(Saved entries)
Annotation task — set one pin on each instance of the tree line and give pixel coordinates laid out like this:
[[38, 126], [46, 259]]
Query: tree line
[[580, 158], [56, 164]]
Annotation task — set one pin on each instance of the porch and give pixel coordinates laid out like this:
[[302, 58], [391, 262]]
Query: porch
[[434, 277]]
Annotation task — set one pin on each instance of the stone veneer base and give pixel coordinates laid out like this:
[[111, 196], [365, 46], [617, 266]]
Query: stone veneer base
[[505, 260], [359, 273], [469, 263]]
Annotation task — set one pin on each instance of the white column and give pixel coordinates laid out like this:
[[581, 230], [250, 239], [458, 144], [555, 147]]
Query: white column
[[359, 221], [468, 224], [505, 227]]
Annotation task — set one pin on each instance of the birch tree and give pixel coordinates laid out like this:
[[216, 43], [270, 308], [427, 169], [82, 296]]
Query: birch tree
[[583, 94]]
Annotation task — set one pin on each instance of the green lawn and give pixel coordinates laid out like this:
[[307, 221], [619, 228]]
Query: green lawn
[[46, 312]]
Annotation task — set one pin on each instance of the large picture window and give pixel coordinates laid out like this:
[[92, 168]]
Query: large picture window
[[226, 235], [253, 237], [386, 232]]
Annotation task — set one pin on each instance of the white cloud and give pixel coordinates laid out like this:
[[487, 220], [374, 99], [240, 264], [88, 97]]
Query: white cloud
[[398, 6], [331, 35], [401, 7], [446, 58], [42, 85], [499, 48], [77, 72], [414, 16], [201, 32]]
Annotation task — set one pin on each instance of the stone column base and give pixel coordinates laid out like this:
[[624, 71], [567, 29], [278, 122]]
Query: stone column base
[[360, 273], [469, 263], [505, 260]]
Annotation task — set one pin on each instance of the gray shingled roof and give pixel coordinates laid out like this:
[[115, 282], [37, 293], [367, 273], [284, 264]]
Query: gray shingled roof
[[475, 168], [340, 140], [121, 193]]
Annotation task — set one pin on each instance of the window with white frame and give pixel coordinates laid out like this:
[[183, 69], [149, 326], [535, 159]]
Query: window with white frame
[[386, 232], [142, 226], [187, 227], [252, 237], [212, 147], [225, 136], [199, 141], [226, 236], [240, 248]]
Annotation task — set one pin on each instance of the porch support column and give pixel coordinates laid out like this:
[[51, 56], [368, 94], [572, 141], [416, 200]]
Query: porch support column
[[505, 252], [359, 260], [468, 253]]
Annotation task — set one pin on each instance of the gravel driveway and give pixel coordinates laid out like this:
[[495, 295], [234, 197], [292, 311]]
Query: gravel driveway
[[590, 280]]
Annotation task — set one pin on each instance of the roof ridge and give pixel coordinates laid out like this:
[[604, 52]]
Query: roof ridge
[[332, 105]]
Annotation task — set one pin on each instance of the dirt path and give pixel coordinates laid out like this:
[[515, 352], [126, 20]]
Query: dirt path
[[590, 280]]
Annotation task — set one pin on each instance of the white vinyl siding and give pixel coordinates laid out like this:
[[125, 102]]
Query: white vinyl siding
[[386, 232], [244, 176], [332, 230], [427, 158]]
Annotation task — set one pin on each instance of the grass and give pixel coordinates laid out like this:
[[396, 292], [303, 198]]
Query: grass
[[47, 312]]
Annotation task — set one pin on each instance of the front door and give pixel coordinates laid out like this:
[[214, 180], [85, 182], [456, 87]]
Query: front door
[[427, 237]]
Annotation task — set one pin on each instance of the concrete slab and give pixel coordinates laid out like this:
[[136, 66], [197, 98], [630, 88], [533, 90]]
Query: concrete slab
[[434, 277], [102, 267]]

#### HOW TO COMPLETE THIS TASK
What is needed is an exact copy of the lines above, from the one containing "the white cloud" through the one containing "[[214, 180], [85, 182], [456, 87]]", with nothing added.

#### OUTPUT BELOW
Annotation task — set one pin on each instance of the white cloud and give pixel coordinates laid out like this:
[[487, 220], [374, 99], [240, 264], [88, 97]]
Query: white cloud
[[398, 6], [331, 35], [401, 7], [446, 58], [42, 85], [499, 48], [77, 72], [414, 16], [201, 32]]
Annotation task — set one pin on each instance of the stone column base and give pixel coordinates laid out like this:
[[624, 71], [567, 29], [278, 122]]
Query: stone column base
[[360, 273], [469, 263], [505, 260]]
Annotation task — set one pin on each instance of the gray shingled roof and give pixel coordinates laid out like this:
[[115, 282], [37, 293], [367, 273], [284, 264]]
Query: gray shingled roof
[[475, 168], [340, 140], [121, 193]]
Annotation task — set one pin on each instance of the window with white frame and give pixel coordinates laid out like this:
[[183, 69], [149, 326], [535, 159]]
Query: window with white frame
[[386, 232], [142, 226], [187, 227], [252, 237], [212, 147], [225, 136], [199, 141], [226, 236], [240, 248]]
Annotation task — set one pin on each instance of the porch support column and give pixel coordinates laid out like this:
[[51, 56], [368, 94], [572, 141], [416, 200]]
Query: porch support column
[[505, 252], [359, 260], [468, 253]]
Annotation task — set one pin on each instance of the gravel driveway and give pixel coordinates laid out like this:
[[495, 295], [234, 197], [292, 311]]
Query: gravel driveway
[[590, 280]]
Annotation task — set one pin on each instance of the roof ridge and give pixel coordinates laid out like this:
[[604, 52]]
Query: roof ridge
[[332, 105]]
Annotation task — set one pin on each instance of the dirt path and give pixel coordinates laid out like this:
[[515, 352], [126, 20]]
Query: dirt path
[[590, 280]]
Annotation task — set one pin on each instance of the white vinyl siding and give pixel coordinates laid out like this:
[[125, 102]]
Query: white vinyl siding
[[386, 232], [244, 176], [332, 230], [427, 158]]
Annotation task — set one pin on each instance of the grass and give pixel coordinates laid out like this:
[[396, 292], [303, 198]]
Query: grass
[[47, 312]]
Annotation task — set one pin on each instance of the front door and give pixel coordinates laid out like this:
[[214, 180], [85, 182], [456, 87]]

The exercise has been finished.